* Exercise aim:
Return every entry exactly.

* Entries shown:
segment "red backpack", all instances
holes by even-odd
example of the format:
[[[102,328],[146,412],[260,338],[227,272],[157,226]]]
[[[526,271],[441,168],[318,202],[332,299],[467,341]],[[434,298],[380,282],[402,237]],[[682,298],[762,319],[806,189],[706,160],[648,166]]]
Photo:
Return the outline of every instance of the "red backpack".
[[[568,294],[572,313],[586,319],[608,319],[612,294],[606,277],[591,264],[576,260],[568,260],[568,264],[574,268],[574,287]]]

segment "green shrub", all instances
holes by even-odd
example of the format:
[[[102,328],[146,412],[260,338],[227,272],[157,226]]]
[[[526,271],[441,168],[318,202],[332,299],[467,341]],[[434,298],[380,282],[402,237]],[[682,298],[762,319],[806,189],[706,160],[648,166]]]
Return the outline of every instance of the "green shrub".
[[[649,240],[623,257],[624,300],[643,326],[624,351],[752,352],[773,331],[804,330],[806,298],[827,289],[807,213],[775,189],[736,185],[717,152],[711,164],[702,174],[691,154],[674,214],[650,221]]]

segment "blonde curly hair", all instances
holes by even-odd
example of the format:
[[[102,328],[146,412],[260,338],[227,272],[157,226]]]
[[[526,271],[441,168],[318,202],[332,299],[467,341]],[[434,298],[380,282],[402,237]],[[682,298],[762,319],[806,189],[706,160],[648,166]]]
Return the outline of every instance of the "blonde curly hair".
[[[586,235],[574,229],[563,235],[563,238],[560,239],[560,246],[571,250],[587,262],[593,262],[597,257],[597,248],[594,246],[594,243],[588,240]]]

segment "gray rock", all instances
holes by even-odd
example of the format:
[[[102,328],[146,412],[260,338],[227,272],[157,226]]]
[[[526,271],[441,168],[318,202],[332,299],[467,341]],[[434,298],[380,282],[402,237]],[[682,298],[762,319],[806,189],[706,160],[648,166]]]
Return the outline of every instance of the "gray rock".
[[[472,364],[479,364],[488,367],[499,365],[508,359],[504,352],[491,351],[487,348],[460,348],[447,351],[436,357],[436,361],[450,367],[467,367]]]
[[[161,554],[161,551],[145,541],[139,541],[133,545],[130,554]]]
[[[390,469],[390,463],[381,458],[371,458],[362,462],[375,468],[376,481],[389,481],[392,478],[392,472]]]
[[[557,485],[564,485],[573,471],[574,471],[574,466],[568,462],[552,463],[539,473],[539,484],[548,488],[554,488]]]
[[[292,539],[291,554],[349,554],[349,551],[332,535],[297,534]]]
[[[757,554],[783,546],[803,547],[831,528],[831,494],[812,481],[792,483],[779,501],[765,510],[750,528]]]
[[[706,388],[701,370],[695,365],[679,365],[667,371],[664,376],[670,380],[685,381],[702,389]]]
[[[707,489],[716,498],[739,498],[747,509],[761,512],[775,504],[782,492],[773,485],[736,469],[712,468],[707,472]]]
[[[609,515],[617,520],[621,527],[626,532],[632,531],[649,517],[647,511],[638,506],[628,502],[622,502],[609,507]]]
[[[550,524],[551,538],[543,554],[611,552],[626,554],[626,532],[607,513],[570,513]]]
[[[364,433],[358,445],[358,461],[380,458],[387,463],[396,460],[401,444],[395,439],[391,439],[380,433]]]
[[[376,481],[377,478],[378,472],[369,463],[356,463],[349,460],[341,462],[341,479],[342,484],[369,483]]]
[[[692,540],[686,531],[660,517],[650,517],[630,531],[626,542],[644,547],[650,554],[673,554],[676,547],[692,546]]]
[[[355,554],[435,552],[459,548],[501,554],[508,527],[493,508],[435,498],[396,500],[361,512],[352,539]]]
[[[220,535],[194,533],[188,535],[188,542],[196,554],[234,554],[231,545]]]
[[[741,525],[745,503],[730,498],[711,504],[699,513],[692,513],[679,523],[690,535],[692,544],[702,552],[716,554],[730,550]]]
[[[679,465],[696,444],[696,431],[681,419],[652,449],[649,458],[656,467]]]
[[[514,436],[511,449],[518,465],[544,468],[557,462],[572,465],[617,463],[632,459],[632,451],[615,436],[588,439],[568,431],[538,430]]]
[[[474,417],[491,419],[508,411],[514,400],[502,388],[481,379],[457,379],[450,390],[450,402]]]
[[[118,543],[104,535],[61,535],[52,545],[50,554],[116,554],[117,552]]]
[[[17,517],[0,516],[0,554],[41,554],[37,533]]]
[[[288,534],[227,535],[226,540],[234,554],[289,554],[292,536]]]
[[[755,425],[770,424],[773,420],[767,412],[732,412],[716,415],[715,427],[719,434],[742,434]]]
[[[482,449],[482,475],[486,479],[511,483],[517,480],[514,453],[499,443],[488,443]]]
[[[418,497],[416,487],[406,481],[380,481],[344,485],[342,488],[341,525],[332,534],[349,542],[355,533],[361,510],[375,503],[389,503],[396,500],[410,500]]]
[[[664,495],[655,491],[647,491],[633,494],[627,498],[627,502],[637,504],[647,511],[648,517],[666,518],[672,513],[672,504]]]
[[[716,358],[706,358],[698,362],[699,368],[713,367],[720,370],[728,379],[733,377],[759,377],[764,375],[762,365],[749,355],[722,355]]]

* Output of the task:
segment "red backpack", all instances
holes by even-odd
example of the format:
[[[102,328],[146,412],[260,338],[227,272],[157,226]]]
[[[526,271],[441,168],[318,202],[332,299],[467,341]],[[434,298],[380,282],[402,237]],[[682,298],[762,319],[806,189],[706,160],[648,166]]]
Photo:
Return the outline of every instance of the "red backpack".
[[[568,294],[572,313],[586,319],[608,319],[612,294],[606,277],[591,264],[576,260],[568,260],[568,264],[574,268],[574,287]]]

segment "green shrub", all instances
holes by even-odd
example of the format:
[[[102,328],[146,412],[260,338],[227,272],[157,226]]]
[[[526,271],[441,168],[318,202],[332,299],[467,341]],[[434,298],[380,282],[402,237]],[[682,298],[762,319],[806,189],[706,160],[648,166]]]
Return the outline of every instance of the "green shrub".
[[[649,240],[623,257],[624,300],[643,326],[624,351],[752,352],[773,331],[804,330],[806,298],[827,289],[807,213],[775,189],[736,185],[717,152],[711,164],[702,174],[691,154],[674,214],[650,221]]]

segment "blonde curly hair", all instances
holes by even-odd
example of the format:
[[[102,328],[146,412],[260,338],[227,272],[157,226]]]
[[[526,271],[441,168],[318,202],[332,299],[467,341]],[[434,298],[380,282],[402,237]],[[682,298],[762,319],[806,189],[706,160],[648,166]]]
Return the outline of every instance of the "blonde curly hair".
[[[586,235],[574,229],[563,235],[563,238],[560,239],[560,246],[571,250],[587,262],[593,262],[597,257],[597,248],[594,246],[594,243],[588,240]]]

segment "gray rock", all instances
holes by even-odd
example of the format:
[[[102,328],[146,412],[260,338],[227,272],[157,226]]]
[[[526,271],[441,168],[318,202],[332,299],[467,341]],[[434,298],[380,282],[402,237]],[[682,298],[762,319],[806,189],[706,160],[648,166]]]
Return the outline of every instance of the "gray rock".
[[[472,364],[479,364],[488,367],[499,365],[508,359],[504,352],[491,351],[487,348],[460,348],[447,351],[436,357],[436,361],[450,367],[467,367]]]
[[[161,554],[161,551],[145,541],[139,541],[133,545],[130,554]]]
[[[390,469],[390,463],[381,458],[371,458],[362,462],[375,468],[376,481],[389,481],[392,478],[392,472]]]
[[[557,485],[564,485],[573,471],[574,471],[574,466],[568,462],[552,463],[539,473],[539,484],[548,488],[554,488]]]
[[[292,539],[291,554],[349,554],[349,551],[332,535],[297,534]]]
[[[757,554],[783,546],[803,547],[831,528],[831,494],[812,481],[792,483],[779,501],[765,510],[750,528]]]
[[[706,388],[701,370],[695,365],[679,365],[667,371],[664,376],[670,380],[685,381],[702,389]]]
[[[707,489],[716,498],[739,498],[747,509],[761,512],[775,504],[782,492],[773,485],[736,469],[712,468],[707,472]]]
[[[609,515],[617,520],[621,527],[626,532],[632,531],[649,517],[647,511],[638,506],[628,502],[622,502],[609,507]]]
[[[550,524],[551,538],[543,554],[611,552],[626,554],[626,532],[607,513],[570,513]]]
[[[364,433],[358,445],[358,461],[380,458],[387,463],[396,460],[401,444],[395,439],[391,439],[380,433]]]
[[[376,481],[377,478],[378,472],[369,463],[356,463],[349,460],[341,462],[341,479],[342,484],[369,483]]]
[[[692,540],[686,531],[660,517],[650,517],[630,531],[626,542],[644,547],[650,554],[673,554],[676,547],[692,546]]]
[[[355,554],[435,552],[459,548],[501,554],[508,527],[493,508],[435,498],[396,500],[361,512],[352,539]]]
[[[220,535],[194,533],[188,535],[188,542],[196,554],[234,554],[231,545]]]
[[[741,525],[745,503],[730,498],[711,504],[699,513],[692,513],[679,523],[690,535],[692,544],[702,552],[716,554],[730,550]]]
[[[679,465],[696,444],[696,431],[681,419],[652,449],[649,458],[656,467]]]
[[[514,436],[511,449],[518,465],[544,468],[557,462],[572,465],[617,463],[632,459],[632,451],[615,436],[588,439],[568,431],[538,430]]]
[[[474,417],[491,419],[508,411],[514,400],[502,388],[481,379],[457,379],[450,390],[450,402]]]
[[[118,543],[104,535],[61,535],[52,545],[50,554],[116,554],[117,552]]]
[[[17,517],[0,516],[0,554],[41,554],[37,533]]]
[[[288,534],[227,535],[226,540],[234,554],[289,554],[292,536]]]
[[[755,425],[770,424],[773,420],[767,412],[732,412],[716,415],[715,427],[719,434],[742,434]]]
[[[482,449],[482,475],[486,479],[511,483],[517,480],[514,453],[499,443],[488,443]]]
[[[418,497],[416,487],[406,481],[380,481],[344,485],[342,488],[341,525],[332,534],[349,542],[355,533],[361,510],[375,503],[389,503],[396,500],[410,500]]]
[[[664,495],[655,491],[647,491],[633,494],[627,498],[627,502],[637,504],[647,511],[648,517],[666,518],[672,513],[672,504]]]
[[[716,358],[706,358],[698,362],[699,368],[713,367],[720,370],[728,379],[733,377],[759,377],[764,375],[762,365],[749,355],[722,355]]]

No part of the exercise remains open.